▶ **Record excerpts**
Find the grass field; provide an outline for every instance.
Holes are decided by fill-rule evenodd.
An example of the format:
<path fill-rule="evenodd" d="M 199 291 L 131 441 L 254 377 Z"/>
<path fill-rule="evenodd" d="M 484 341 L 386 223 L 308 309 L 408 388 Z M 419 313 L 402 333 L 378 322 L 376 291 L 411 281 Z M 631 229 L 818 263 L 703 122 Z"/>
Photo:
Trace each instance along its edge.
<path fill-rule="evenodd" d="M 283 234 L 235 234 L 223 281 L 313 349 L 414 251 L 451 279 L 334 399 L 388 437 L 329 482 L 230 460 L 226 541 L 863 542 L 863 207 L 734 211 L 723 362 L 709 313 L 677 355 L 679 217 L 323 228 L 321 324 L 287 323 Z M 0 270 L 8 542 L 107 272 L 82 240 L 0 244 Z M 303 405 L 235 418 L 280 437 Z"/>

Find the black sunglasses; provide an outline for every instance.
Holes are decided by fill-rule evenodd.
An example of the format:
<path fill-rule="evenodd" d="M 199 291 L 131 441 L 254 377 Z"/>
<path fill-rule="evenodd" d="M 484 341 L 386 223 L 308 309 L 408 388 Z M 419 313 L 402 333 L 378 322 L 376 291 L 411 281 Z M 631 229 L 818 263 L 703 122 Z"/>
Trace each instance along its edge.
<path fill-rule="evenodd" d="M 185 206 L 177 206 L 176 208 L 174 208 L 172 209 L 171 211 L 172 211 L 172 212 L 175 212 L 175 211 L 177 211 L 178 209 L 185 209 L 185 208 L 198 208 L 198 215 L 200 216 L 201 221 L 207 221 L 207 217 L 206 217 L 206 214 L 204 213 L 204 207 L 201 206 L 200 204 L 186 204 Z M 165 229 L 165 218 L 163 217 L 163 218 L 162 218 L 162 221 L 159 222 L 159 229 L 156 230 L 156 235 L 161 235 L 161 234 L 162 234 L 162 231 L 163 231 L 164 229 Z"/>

▶ **Written task**
Give all of the entries again, word for word.

▶ **Answer to this exercise**
Find the grass field; provide an outline for every instance.
Holes are decided by fill-rule evenodd.
An example of the format:
<path fill-rule="evenodd" d="M 199 291 L 131 441 L 254 377 Z"/>
<path fill-rule="evenodd" d="M 484 341 L 386 223 L 308 309 L 408 388 Z M 419 313 L 402 333 L 378 322 L 376 291 L 411 281 Z M 631 229 L 818 263 L 703 122 Z"/>
Photo:
Trace each instance along its edge.
<path fill-rule="evenodd" d="M 283 234 L 235 234 L 223 281 L 313 349 L 414 251 L 451 279 L 334 399 L 388 437 L 329 482 L 230 460 L 226 541 L 863 542 L 863 207 L 734 211 L 723 362 L 709 313 L 677 355 L 679 217 L 323 228 L 321 324 L 287 323 Z M 0 270 L 8 542 L 107 272 L 82 240 L 0 244 Z M 303 405 L 235 418 L 280 437 Z"/>

Find the black sunglasses; provide an outline for every instance.
Holes are decided by fill-rule evenodd.
An example of the format:
<path fill-rule="evenodd" d="M 199 291 L 131 441 L 254 377 Z"/>
<path fill-rule="evenodd" d="M 484 341 L 386 223 L 308 309 L 408 388 Z M 419 313 L 402 333 L 378 322 L 376 291 L 411 281 Z M 631 229 L 818 263 L 703 122 Z"/>
Trace each instance along its edge.
<path fill-rule="evenodd" d="M 185 206 L 177 206 L 176 208 L 174 208 L 172 209 L 171 211 L 172 211 L 172 212 L 175 212 L 175 211 L 177 211 L 178 209 L 185 209 L 185 208 L 198 208 L 198 215 L 200 216 L 201 221 L 207 221 L 207 217 L 206 217 L 206 214 L 204 213 L 204 207 L 201 206 L 200 204 L 186 204 Z M 165 229 L 165 218 L 163 217 L 163 218 L 162 218 L 162 221 L 159 222 L 159 229 L 156 230 L 156 235 L 161 235 L 161 234 L 162 234 L 162 231 L 163 231 L 164 229 Z"/>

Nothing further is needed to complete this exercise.